Work instruction
The goal is to restate all of the records below word for word.

Dataset records
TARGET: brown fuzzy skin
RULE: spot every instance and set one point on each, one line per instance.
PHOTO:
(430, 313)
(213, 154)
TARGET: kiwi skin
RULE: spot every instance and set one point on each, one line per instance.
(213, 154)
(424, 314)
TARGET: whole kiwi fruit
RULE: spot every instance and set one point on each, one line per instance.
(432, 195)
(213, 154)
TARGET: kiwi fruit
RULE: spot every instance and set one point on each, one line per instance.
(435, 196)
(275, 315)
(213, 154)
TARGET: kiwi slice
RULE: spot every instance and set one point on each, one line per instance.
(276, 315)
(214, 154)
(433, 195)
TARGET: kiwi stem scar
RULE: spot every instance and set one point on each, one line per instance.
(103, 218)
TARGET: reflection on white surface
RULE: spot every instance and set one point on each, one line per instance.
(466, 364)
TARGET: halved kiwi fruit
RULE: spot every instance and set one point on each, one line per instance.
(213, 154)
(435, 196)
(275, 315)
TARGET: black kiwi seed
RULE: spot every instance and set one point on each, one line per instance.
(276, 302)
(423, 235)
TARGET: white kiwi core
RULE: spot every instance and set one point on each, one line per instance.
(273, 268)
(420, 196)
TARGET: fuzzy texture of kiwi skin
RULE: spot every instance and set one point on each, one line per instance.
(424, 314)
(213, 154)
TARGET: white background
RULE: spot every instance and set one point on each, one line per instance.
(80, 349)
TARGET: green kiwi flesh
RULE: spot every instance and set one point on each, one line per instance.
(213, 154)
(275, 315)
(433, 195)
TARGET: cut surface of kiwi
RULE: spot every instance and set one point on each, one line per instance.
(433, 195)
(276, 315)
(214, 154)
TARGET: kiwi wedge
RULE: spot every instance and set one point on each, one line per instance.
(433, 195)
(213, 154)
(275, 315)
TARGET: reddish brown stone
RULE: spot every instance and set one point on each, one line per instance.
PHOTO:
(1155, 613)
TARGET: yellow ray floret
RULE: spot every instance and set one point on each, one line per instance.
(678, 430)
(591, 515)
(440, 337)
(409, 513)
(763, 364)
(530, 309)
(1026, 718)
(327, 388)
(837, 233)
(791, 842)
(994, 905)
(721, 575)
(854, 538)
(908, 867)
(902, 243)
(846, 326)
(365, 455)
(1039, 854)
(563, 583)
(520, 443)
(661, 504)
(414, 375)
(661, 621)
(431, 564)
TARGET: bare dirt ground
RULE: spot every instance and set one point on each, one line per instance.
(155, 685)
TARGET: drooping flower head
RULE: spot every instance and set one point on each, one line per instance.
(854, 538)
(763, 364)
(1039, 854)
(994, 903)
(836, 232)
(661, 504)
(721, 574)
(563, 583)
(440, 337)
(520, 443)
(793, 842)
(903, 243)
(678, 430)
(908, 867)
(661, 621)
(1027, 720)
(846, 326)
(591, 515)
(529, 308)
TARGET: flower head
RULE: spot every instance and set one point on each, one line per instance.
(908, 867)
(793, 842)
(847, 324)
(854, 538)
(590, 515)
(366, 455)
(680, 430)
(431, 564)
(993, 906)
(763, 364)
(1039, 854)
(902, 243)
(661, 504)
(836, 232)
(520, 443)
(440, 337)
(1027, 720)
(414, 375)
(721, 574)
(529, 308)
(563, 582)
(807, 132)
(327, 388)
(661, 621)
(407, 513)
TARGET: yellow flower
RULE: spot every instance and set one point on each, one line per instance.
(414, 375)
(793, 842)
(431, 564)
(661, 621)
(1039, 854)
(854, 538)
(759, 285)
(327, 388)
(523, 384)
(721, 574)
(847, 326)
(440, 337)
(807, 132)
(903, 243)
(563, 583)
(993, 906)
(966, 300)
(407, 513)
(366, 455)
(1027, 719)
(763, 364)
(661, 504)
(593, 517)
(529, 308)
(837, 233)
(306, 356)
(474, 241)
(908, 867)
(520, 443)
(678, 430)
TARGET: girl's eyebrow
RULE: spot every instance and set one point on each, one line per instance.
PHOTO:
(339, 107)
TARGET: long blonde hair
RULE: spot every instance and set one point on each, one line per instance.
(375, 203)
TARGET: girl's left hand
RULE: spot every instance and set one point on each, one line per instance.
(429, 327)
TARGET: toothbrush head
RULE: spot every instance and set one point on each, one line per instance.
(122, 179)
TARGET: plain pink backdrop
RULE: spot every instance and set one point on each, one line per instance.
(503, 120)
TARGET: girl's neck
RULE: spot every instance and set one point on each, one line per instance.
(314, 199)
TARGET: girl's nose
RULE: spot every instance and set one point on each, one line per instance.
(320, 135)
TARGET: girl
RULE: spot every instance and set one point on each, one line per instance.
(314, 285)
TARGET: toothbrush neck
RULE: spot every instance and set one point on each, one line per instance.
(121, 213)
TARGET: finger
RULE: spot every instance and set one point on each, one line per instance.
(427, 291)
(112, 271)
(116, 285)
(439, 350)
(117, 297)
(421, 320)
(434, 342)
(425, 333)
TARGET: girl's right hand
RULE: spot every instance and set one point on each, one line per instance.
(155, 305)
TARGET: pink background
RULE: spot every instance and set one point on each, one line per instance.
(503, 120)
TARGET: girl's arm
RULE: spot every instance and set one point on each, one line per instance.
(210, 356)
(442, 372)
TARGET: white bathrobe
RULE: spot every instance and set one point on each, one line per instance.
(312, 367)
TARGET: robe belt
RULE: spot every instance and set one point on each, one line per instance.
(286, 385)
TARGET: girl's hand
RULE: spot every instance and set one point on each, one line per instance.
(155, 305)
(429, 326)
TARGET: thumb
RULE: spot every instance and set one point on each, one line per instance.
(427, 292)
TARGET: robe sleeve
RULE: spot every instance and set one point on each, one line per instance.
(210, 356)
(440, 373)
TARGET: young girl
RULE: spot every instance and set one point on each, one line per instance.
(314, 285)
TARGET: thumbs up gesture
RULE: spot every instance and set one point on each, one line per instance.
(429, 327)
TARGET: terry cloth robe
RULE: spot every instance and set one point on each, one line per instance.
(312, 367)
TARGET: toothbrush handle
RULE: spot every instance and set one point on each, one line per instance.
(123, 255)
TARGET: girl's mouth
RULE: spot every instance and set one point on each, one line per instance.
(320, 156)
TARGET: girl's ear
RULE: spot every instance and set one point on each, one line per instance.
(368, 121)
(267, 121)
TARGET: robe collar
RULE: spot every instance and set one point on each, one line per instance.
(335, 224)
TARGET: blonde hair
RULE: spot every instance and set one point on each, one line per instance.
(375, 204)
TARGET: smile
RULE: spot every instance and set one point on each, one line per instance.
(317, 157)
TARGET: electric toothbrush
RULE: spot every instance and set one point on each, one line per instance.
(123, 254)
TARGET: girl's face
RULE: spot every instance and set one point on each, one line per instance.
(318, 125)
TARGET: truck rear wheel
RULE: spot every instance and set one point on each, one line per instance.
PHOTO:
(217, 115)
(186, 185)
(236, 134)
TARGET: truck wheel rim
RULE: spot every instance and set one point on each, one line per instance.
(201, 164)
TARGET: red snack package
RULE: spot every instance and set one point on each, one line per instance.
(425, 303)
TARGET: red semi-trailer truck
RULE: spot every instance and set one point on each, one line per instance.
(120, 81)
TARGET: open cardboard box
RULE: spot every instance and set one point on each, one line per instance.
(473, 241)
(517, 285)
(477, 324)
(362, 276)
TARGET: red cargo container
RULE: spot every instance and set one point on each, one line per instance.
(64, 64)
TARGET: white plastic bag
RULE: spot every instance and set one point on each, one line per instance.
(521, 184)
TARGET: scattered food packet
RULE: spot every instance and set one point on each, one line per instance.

Answer to this exercise
TARGET: brown fuzzy skin
RULE: spot every instance and set one point on each, one line per instance.
PHOTO:
(430, 313)
(213, 154)
TARGET: kiwi skin
RULE: spot every instance and set one point on each, one line per instance.
(213, 154)
(424, 314)
TARGET: whole kiwi fruit
RULE: spot every instance and set one point on each, one line per instance.
(432, 195)
(213, 154)
TARGET: kiwi fruit
RULE: spot every instance and set one point on each, one line per instance.
(435, 196)
(275, 315)
(213, 154)
TARGET: kiwi slice
RULE: spot every instance and set one point on each, one line per instance.
(276, 315)
(214, 154)
(433, 195)
TARGET: kiwi stem scar
RULE: spot every instance and set one point on each, one line per instance.
(103, 218)
TARGET: reflection on white surface
RULE: spot every instance and set one point on each, one line per instance.
(466, 364)
TARGET: halved kiwi fruit
RULE: spot every instance and set one point on each, one line per instance.
(213, 154)
(435, 196)
(275, 315)
TARGET: black kiwi seed
RULE: spot every instance and set one point on each, one line per instance.
(276, 302)
(423, 235)
TARGET: white kiwi core
RULE: spot every instance and set one point on each, one line per instance.
(273, 268)
(420, 196)
TARGET: fuzzy texture of kiwi skin
RULE: spot every instance and set one point on each, one line per instance.
(424, 314)
(213, 154)
TARGET: white background
RULE: spot every instance and set one point on each, one line per instance.
(80, 349)
TARGET: green kiwi flesh
RULE: spot every instance and set one point on each, one line per instance.
(213, 154)
(275, 315)
(433, 195)
TARGET: cut surface of kiwi
RULE: spot every instance and set one point on each, one line per instance.
(433, 195)
(276, 315)
(214, 154)
TARGET: kiwi wedge
RULE: spot every instance and set one point on each, one line per instance.
(433, 195)
(213, 154)
(275, 315)
TARGET: reddish brown stone
RULE: spot every instance and set one point on each, one line per instance.
PHOTO:
(1155, 613)
TARGET: yellow ray floret
RULE: spot every instance and set one point on each, one line per instance.
(678, 430)
(591, 515)
(440, 337)
(409, 513)
(763, 364)
(530, 309)
(1026, 718)
(327, 388)
(837, 233)
(791, 842)
(994, 905)
(721, 575)
(854, 538)
(908, 867)
(902, 243)
(846, 326)
(365, 455)
(1039, 854)
(563, 583)
(520, 443)
(661, 504)
(414, 375)
(661, 621)
(431, 564)
TARGET: bare dirt ground
RULE: spot every instance and set one point on each, one line per instance.
(155, 685)
TARGET: drooping flower head
RULE: spot every instance and set one point on each, one line per instance.
(854, 538)
(763, 364)
(1039, 854)
(994, 903)
(836, 232)
(661, 504)
(721, 574)
(563, 583)
(440, 337)
(520, 443)
(793, 842)
(903, 243)
(678, 430)
(908, 867)
(661, 621)
(1027, 720)
(846, 326)
(591, 515)
(529, 308)
TARGET: flower head
RULE: spot every instance and set one point on each, one line per instance.
(908, 867)
(793, 842)
(847, 324)
(854, 538)
(590, 515)
(366, 455)
(680, 430)
(431, 564)
(993, 906)
(763, 364)
(1039, 854)
(902, 243)
(661, 504)
(836, 232)
(520, 443)
(440, 337)
(1027, 720)
(414, 375)
(721, 574)
(529, 308)
(563, 582)
(807, 132)
(327, 388)
(661, 621)
(407, 513)
TARGET: yellow flower
RULE: spot every instance and set one point on each, one line per instance.
(414, 375)
(793, 842)
(431, 564)
(661, 621)
(1039, 854)
(854, 538)
(759, 285)
(327, 388)
(523, 384)
(721, 574)
(847, 326)
(440, 337)
(807, 132)
(903, 243)
(563, 583)
(993, 906)
(966, 300)
(407, 513)
(366, 455)
(1027, 719)
(763, 364)
(661, 504)
(593, 517)
(529, 308)
(837, 233)
(306, 356)
(474, 241)
(908, 867)
(520, 443)
(678, 430)
TARGET: girl's eyebrow
RULE: spot every instance and set one point on each, one line per instance.
PHOTO:
(339, 107)
TARGET: long blonde hair
RULE: spot every instance and set one point on each, one line per instance.
(375, 203)
TARGET: girl's left hand
RULE: spot every instance and set one point on each, one line per instance.
(429, 327)
TARGET: toothbrush head
RULE: spot every instance and set one point on each, one line per instance.
(122, 179)
TARGET: plain pink backdrop
RULE: spot every instance and set one point on each, one line per instance.
(503, 120)
TARGET: girl's neck
RULE: spot every instance and set one point on each, one line per instance.
(314, 199)
TARGET: girl's nose
RULE: spot every instance and set one point on each, one line per instance.
(320, 135)
TARGET: girl
RULE: spot every instance and set one point on each, one line per instance.
(314, 285)
TARGET: toothbrush neck
RULE: spot every instance and set one point on each, one line per instance.
(121, 213)
TARGET: finger
RULE: spot every instance and set one point on each, one line per instance.
(427, 291)
(112, 271)
(116, 285)
(439, 350)
(117, 297)
(421, 320)
(434, 342)
(425, 333)
TARGET: girl's right hand
RULE: spot every instance and set one point on each, one line per instance.
(155, 305)
TARGET: pink background
RULE: spot every instance and set one point on each, one line per instance.
(503, 120)
TARGET: girl's arm
RULE: spot every instance and set one point on each, one line per instance.
(210, 356)
(442, 372)
TARGET: white bathrobe
RULE: spot every instance and set one point on each, one line per instance.
(312, 367)
TARGET: robe belt
RULE: spot every instance and set one point on each, one line per instance.
(286, 385)
TARGET: girl's hand
RULE: spot every instance and set one point on each, one line per instance.
(155, 305)
(429, 326)
TARGET: thumb
RULE: spot every instance and set one point on each, one line per instance.
(427, 292)
TARGET: robe sleeve
RULE: spot every instance and set one point on each, one line per instance.
(210, 356)
(440, 373)
TARGET: young girl
RULE: spot every instance and set one point on each, one line per instance.
(314, 285)
TARGET: thumbs up gesture
RULE: spot every instance and set one point on each, one line per instance.
(429, 327)
TARGET: terry cloth robe
RULE: spot every instance and set one point on each, one line per instance.
(312, 367)
TARGET: toothbrush handle
RULE: spot every instance and set one point on each, one line per instance.
(123, 255)
TARGET: girl's mouth
RULE: spot every instance and set one point on each, one line per instance.
(320, 156)
TARGET: girl's ear
RULE: spot every instance and set one point on each, one line per instance.
(368, 121)
(267, 121)
TARGET: robe collar
RULE: spot every instance and set one point on each, one line per instance.
(335, 224)
TARGET: blonde hair
RULE: spot every instance and set one point on each, one line per instance.
(375, 204)
TARGET: smile
RULE: spot every instance and set one point on each, one line per instance.
(317, 157)
TARGET: electric toothbrush
RULE: spot every instance and set one point on each, one line per instance.
(123, 254)
TARGET: girl's face
RULE: spot every instance and set one point on each, one line per instance.
(318, 125)
TARGET: truck rear wheel
RULE: spot every instance and set one point on each, one line per instance.
PHOTO:
(217, 115)
(186, 185)
(236, 134)
TARGET: truck wheel rim
RULE: spot every instance and set one point on each, one line per instance.
(201, 164)
TARGET: red snack package
RULE: spot every instance and set one point on each, one line per instance.
(425, 303)
TARGET: red semi-trailer truck
RULE: spot every instance and set one point on each, one line per instance.
(120, 81)
TARGET: open cardboard box
RULE: spot every instance and set one point on each, one line per instance.
(473, 241)
(517, 285)
(477, 324)
(362, 276)
TARGET: red cargo container
RULE: spot every instance and set one point on each, one line per instance.
(64, 64)
TARGET: white plastic bag
RULE: spot every instance and set one point on each, one line per instance.
(521, 184)
TARGET: scattered food packet
RULE: spot every instance and set one point on each, one line per instance.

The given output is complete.